Aim a ::
Starting at the beginning of the records and ending at the line that contains "x=376 y=260", write out every line again, requests included, but lower each x and y coordinate in the answers by 9.

We also focus on capitalizing on the agency digital transformation because a lot of good work and foundation has been done through PRUBeliefs with the engagement raised from the agents are very positive. I think it's going to be capitalized on in the next few years that give us the organic growth of the business. From bank and partner perspective, we continue to deepen our relationship with bank partners. At the moment, the level of customer penetration with the bank customer profile is still very low. That actually opens up an opportunity for us. We're going to strengthen our relationship with bank. At the same time, we continue to look for new partnerships with that available next year and the year onward.
While we're doing all of that, I'm only trying to experiment with a few new things in the market. I think last year we did an experiment with the Bite-Size product.
Mm-hmm.
Which yield very positive response from the consumer. We're going to continue to explore that by doing Omnichannel approach. A lot of good work has been done, and next year we're going to focus on working with e-commerce side like Shopee. Shopee is the Number One e-commerce partner in Vietnam. We work with them and try to explore new things, introduce Bite-Size products so that we can reach customers faster. We're also working with our partner at the moment, Viettel, the Number One telecom company in Vietnam with 23 million customers. I think that is still a potential there for us to tap into. Those are the few things that we're going to focus in order for us to prepare for a longer term.
Thank you. I think off the back of this trip and off the back of this conversation and from some of the interactions over the course of the last few days, whether it's with the chair and the head of retail of the largest retail bank in Vietnam, and also meeting with some of our most senior agents. It's clear they have a massive enthusiasm, a massive passion, and a massive desire.
Mm-hmm.
to do more with us, and they believe that there is a lot more to be done and a lot more that we can do collectively. I think it's, it feels like a very, very promising market, very exciting prospects. Delighted that we are, we've regained the number two position and look forward to reclaiming number one in due course. But we'll talk about that at next year's objective setting. With that, why don't we open up for Q&A? Thank you.
Thank you very much and for that session. Just to flag that the slides are up on the business presentation tab of the IR site. I know they've just recently gone up, so you know, as we go through the process of Q&A, you've got some time to have a look at the materials, and we can also bring them up on the screen if you've got any particular questions on those. Let me hand back to Nadia to give you the instructions as to how to submit your questions, both on the webcast and on the phones.

Aim b ::
Answer these questions about the transcript.
(i) Which company does the transcript call the Number One e-commerce partner in Vietnam?
(ii) How many customers does the transcript give for Viettel?
(iii) Which market position does the transcript say has been regained?

Entries taken from a collection ::

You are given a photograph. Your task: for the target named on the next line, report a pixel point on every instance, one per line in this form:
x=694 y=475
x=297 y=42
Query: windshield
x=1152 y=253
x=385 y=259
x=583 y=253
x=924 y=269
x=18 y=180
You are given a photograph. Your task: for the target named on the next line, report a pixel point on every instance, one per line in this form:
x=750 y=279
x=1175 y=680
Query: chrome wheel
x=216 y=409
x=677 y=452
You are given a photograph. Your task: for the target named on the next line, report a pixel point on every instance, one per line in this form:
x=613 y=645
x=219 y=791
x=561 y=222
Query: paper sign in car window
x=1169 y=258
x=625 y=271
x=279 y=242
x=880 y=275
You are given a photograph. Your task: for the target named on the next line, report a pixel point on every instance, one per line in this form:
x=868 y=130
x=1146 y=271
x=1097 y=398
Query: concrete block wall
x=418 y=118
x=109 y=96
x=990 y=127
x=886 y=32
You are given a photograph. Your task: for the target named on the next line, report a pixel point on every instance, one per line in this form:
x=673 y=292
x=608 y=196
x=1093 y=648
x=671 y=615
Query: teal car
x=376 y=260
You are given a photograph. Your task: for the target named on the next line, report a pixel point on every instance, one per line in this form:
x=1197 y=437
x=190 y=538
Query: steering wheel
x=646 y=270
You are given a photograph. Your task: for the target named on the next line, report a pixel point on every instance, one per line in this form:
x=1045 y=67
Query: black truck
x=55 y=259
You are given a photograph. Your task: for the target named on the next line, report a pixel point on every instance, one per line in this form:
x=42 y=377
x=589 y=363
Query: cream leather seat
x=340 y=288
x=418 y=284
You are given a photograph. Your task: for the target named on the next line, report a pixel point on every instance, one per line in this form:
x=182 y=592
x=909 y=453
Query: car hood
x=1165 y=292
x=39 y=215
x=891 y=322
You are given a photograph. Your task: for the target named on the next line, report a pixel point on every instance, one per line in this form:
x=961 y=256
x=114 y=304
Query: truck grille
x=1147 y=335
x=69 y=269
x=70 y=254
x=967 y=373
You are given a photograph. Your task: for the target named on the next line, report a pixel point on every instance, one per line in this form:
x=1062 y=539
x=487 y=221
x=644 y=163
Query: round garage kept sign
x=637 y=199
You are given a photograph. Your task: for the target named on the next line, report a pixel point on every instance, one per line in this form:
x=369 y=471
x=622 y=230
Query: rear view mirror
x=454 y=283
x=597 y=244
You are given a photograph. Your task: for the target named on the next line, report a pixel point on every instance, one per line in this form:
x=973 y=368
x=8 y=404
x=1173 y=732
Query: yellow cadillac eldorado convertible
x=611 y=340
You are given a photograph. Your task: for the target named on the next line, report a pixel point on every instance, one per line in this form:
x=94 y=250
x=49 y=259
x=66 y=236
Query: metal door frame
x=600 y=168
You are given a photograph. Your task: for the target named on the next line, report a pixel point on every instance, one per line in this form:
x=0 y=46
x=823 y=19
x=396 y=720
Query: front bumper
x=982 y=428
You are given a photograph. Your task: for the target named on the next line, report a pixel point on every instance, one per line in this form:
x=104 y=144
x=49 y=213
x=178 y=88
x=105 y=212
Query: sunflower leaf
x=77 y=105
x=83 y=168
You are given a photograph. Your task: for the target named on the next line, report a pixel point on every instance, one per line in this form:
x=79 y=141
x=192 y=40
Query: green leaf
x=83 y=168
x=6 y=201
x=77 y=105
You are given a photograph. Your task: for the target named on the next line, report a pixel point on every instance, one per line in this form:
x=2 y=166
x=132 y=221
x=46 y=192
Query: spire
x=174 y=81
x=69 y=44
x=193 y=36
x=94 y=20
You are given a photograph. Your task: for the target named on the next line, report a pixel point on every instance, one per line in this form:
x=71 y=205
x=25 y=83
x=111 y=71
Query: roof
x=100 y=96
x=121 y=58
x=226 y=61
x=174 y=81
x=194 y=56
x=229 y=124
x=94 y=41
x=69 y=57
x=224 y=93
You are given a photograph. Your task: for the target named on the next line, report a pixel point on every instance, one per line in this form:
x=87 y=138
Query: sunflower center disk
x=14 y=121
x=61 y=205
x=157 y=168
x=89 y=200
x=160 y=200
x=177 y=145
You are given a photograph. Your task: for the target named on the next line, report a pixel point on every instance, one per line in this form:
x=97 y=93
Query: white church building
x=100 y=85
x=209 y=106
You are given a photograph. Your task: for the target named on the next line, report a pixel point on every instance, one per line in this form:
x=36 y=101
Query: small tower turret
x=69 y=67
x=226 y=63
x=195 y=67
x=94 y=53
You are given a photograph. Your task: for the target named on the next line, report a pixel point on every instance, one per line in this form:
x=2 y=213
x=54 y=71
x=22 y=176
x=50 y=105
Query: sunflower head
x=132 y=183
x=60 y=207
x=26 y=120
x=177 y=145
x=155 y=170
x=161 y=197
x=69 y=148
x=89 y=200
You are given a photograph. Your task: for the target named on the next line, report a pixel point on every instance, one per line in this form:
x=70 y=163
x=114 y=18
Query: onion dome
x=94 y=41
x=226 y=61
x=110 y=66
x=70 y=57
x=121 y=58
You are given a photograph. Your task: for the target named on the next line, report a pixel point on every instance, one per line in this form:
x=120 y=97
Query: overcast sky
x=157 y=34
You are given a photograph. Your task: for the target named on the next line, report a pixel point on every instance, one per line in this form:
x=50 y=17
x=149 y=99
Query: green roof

Result a ::
You are given a photograph. Your task: for the target named on the next line, report a pixel point on every instance, one per line in this form:
x=694 y=475
x=297 y=42
Query: windshield
x=1143 y=244
x=376 y=250
x=574 y=244
x=915 y=260
x=9 y=171
You are given a photograph. Your task: for the target named on the next line, report a pixel point on every instance, one per line in this form:
x=750 y=279
x=1175 y=680
Query: chrome wheel
x=207 y=400
x=668 y=443
You are given a photograph. Your task: for the target named on the next line, report a pixel point on every instance, one per line in this form:
x=613 y=645
x=219 y=791
x=561 y=222
Query: paper sign in car window
x=1160 y=249
x=616 y=262
x=270 y=233
x=871 y=266
You are given a photograph. Your task: for the target named on the next line, report a pixel point on every instance, one per line in this form:
x=868 y=130
x=1146 y=271
x=1097 y=398
Query: concrete block wall
x=409 y=109
x=100 y=87
x=981 y=118
x=877 y=23
You are given a photograph. Your task: for the target named on the next line, report a pixel point on every instance, one per line in this form:
x=673 y=292
x=608 y=196
x=1093 y=648
x=671 y=615
Query: teal car
x=367 y=251

Result b ::
(i) Shopee
(ii) 23 million
(iii) Number two